▶ **TEXT FOR ANALYSIS**
━━━━━━━━━━

Psychedelic drugs may help repair your brain, study reveals
Another news piece on the benefits of psychedelic drugs
It’s getting a bit ridiculous, to be honest.
Just how much evidence is needed before the world recognizes what ancients and ravers have always known: the benefits of psychedelics?
Just go and Google the topic and you will find a mountain of studies researching different aspects of psychedelic delights like magic mushrooms, MDMA, DMT and LSD, and how they can help us find relief from anxiety, depression, creative plateau’s and more.
Well the latest study might be the biggest breakthrough yet, proving the hypothesis that psychedelics alter neuronal structure i.e. helps repair the brain. You know the brain, the elusive organ that studies itself, responsible for our entire consciousness?
Researchers from the University of California just published a study in Cell Reports hinting at how psychedelics may repair the brain’s overall function, including growing new dendrites, increasing the density of dendritic spines, and here’s a big one- multiplying new neural connections (synapses), leading to the overall improvement of the brain’s plasticity.

━━━━━━━━━━

[Region descriptions in natural language]

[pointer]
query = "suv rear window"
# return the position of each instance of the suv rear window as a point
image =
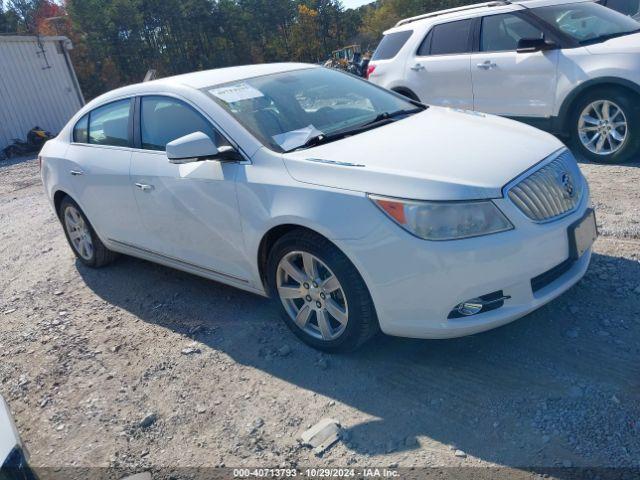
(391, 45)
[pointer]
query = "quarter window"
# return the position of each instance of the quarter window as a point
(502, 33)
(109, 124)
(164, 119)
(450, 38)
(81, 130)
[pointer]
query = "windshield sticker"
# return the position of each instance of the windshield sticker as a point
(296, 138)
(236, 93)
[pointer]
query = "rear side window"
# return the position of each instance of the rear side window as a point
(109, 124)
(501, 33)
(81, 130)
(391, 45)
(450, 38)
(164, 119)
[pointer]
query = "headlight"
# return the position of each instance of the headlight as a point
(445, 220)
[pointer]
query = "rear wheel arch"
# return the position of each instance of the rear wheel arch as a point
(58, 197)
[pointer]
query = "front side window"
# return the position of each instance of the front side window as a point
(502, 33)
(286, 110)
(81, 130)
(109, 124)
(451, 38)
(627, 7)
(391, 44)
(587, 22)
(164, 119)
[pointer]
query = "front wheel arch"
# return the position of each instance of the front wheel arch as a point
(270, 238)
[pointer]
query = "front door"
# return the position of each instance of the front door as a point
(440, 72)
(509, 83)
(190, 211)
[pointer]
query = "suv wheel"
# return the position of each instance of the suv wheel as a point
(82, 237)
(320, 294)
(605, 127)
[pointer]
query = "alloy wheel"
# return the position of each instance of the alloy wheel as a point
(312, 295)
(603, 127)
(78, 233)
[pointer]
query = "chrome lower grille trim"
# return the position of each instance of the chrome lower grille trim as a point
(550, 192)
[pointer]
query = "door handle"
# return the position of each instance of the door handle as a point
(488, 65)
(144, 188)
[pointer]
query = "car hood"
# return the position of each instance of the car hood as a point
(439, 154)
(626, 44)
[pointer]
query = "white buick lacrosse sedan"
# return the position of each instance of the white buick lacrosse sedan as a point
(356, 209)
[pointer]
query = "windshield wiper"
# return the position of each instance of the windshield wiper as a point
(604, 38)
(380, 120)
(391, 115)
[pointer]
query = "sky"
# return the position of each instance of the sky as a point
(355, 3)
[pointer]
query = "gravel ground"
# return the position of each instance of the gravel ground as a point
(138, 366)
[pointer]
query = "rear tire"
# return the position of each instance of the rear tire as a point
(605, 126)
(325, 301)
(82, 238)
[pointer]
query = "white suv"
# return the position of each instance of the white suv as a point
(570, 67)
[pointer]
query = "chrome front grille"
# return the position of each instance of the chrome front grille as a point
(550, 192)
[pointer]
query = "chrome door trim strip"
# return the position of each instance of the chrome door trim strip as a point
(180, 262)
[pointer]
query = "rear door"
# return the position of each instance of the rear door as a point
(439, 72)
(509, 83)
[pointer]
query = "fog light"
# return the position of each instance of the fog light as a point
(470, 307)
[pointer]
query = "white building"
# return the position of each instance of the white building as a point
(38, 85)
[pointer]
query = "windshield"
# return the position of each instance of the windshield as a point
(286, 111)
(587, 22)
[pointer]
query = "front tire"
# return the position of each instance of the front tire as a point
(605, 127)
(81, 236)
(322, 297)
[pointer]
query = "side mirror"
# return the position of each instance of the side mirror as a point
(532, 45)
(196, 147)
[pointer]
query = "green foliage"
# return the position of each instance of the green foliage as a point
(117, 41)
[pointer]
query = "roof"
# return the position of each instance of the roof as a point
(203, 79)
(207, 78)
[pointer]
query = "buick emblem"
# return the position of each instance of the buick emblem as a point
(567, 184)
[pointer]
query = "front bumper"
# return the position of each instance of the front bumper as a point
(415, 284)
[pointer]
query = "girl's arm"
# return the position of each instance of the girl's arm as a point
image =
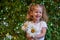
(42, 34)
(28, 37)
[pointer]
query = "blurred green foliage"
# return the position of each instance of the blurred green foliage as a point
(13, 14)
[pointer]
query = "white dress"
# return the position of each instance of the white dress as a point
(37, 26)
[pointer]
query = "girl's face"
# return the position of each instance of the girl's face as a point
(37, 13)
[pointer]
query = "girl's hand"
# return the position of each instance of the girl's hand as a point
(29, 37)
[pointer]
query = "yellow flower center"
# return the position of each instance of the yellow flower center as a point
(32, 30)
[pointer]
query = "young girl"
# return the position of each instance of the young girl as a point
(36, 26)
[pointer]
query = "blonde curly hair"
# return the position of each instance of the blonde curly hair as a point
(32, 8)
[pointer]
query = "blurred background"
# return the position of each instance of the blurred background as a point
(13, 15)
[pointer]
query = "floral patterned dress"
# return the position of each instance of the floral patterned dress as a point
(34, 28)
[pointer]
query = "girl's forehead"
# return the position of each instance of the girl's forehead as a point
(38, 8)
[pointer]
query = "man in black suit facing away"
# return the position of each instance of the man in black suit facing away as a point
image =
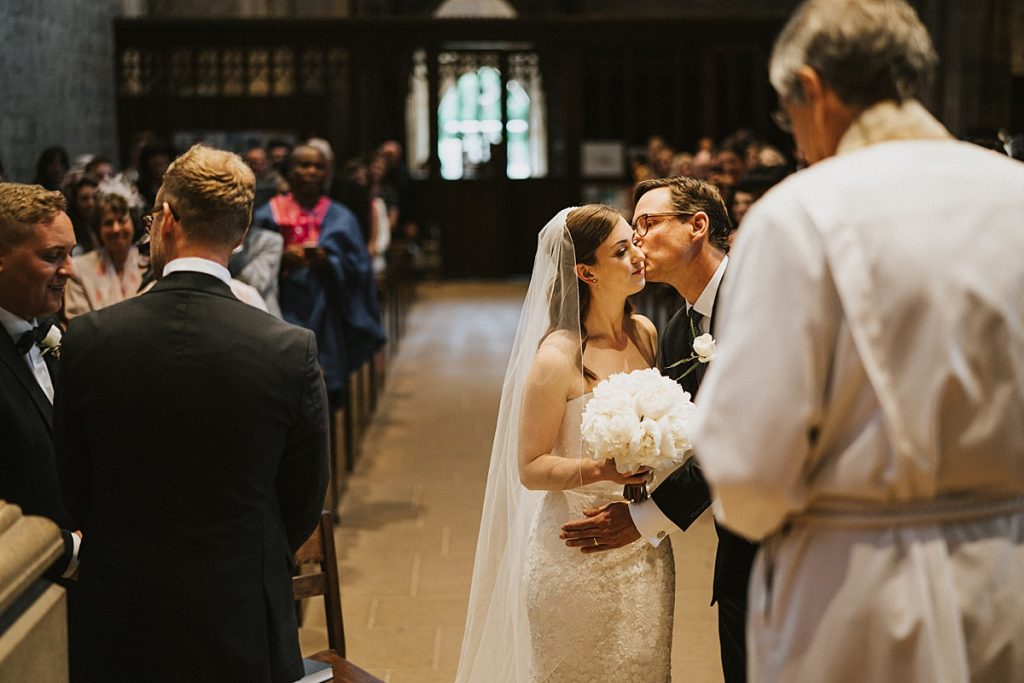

━━━━━━━━━━

Translate this sentence from the psychedelics article into Spanish: "It’s getting a bit ridiculous, to be honest." Rely on the psychedelics article alone.

Se está volviendo un poco ridículo, para ser honesto.